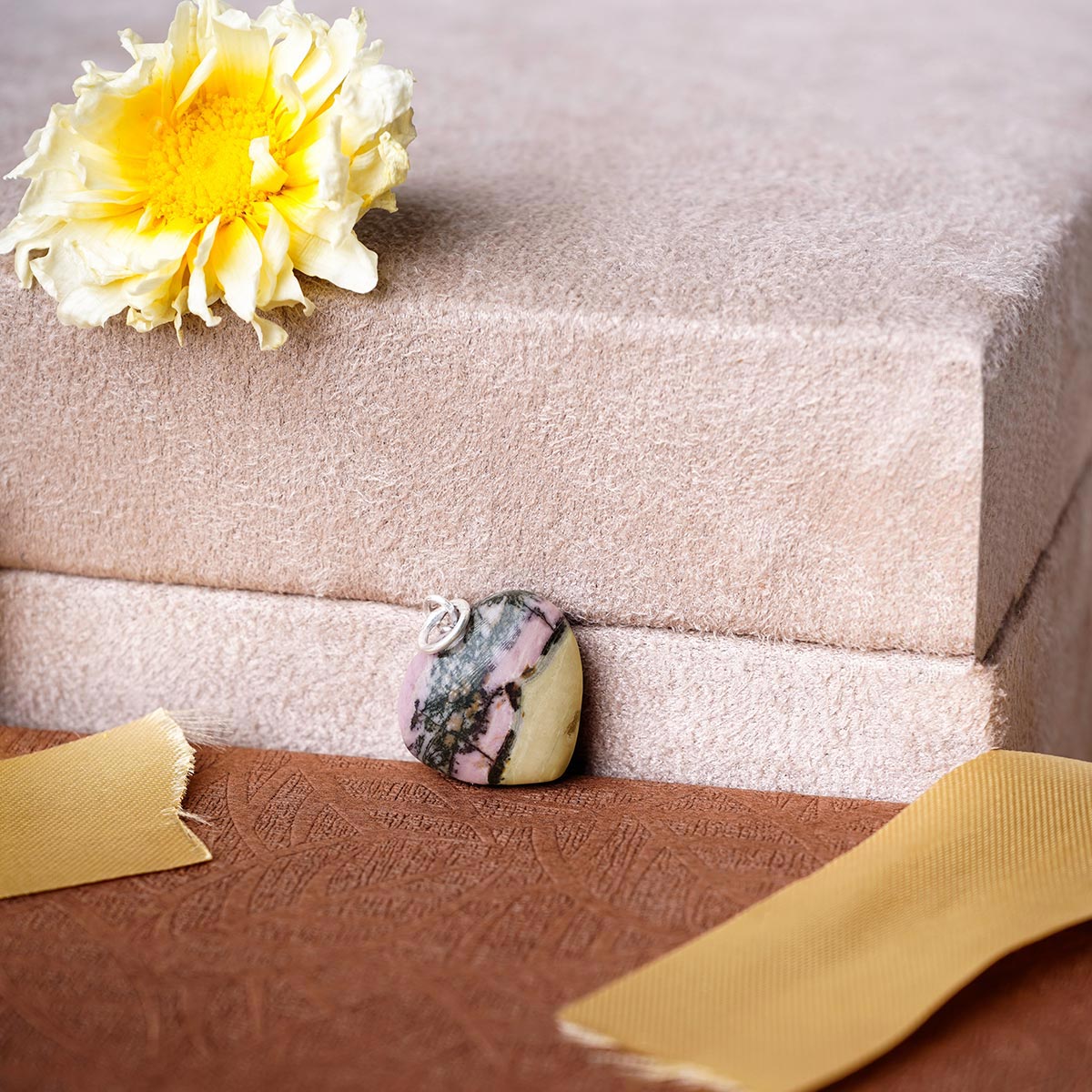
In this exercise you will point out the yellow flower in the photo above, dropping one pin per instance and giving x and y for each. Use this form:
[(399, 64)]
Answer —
[(217, 165)]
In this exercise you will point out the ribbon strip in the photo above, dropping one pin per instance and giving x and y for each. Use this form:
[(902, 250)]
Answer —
[(834, 970), (103, 806)]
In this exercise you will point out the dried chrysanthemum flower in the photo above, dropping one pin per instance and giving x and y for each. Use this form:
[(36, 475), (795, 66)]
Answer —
[(219, 164)]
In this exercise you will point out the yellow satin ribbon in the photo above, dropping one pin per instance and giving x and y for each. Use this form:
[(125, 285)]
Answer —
[(836, 969), (103, 806)]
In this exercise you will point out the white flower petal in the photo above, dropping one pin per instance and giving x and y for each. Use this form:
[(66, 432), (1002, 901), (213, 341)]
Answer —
[(266, 174), (197, 299), (349, 265), (244, 57), (236, 262)]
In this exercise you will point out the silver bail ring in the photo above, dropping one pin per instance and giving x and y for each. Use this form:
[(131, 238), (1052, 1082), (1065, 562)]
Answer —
[(450, 617)]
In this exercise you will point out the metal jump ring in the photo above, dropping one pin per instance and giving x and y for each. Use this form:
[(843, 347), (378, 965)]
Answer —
[(459, 614)]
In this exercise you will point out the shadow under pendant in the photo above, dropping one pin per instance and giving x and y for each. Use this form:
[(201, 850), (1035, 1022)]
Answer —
[(496, 700)]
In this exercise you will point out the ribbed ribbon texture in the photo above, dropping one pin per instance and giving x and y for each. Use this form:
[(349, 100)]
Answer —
[(834, 970)]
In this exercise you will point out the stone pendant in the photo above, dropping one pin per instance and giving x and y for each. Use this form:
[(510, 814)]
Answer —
[(496, 700)]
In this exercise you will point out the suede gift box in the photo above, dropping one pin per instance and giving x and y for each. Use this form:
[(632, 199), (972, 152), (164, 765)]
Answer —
[(758, 338)]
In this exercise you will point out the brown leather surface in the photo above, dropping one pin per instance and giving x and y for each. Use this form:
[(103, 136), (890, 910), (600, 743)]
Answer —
[(367, 925)]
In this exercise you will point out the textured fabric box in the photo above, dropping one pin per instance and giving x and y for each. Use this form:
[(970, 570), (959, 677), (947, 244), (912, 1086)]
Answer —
[(757, 337)]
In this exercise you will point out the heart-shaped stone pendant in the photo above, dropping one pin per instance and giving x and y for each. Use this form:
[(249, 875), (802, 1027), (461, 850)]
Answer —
[(495, 699)]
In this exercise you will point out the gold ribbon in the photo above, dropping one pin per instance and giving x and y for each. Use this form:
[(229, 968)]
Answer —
[(103, 806), (834, 970)]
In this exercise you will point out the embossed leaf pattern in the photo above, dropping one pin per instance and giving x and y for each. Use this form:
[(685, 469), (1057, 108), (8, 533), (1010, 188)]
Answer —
[(370, 925)]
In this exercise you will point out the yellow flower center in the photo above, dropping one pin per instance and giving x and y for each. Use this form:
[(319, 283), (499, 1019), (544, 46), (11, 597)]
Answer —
[(199, 167)]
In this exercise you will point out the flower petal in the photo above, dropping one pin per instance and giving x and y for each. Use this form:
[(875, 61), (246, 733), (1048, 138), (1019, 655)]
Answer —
[(236, 262), (349, 265)]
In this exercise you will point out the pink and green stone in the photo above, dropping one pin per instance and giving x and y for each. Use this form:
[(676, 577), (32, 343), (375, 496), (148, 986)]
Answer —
[(501, 707)]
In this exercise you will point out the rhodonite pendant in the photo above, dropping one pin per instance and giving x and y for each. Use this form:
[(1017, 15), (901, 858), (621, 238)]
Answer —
[(495, 699)]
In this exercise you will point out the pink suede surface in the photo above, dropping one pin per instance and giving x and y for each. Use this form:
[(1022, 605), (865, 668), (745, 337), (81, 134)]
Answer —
[(725, 317)]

## Action item
Begin with the line that contains "[(1017, 15), (901, 858), (621, 238)]" and set down each line exactly until the records above end, including the final line.

## Task result
[(1017, 15), (901, 858), (621, 238)]
Answer —
[(495, 699)]
In this exercise you will point out the pink suede surface in the photo above, dropping one pin per instance and giving x and y for each. Use this form:
[(1022, 605), (865, 668), (745, 337), (81, 134)]
Answer —
[(725, 317)]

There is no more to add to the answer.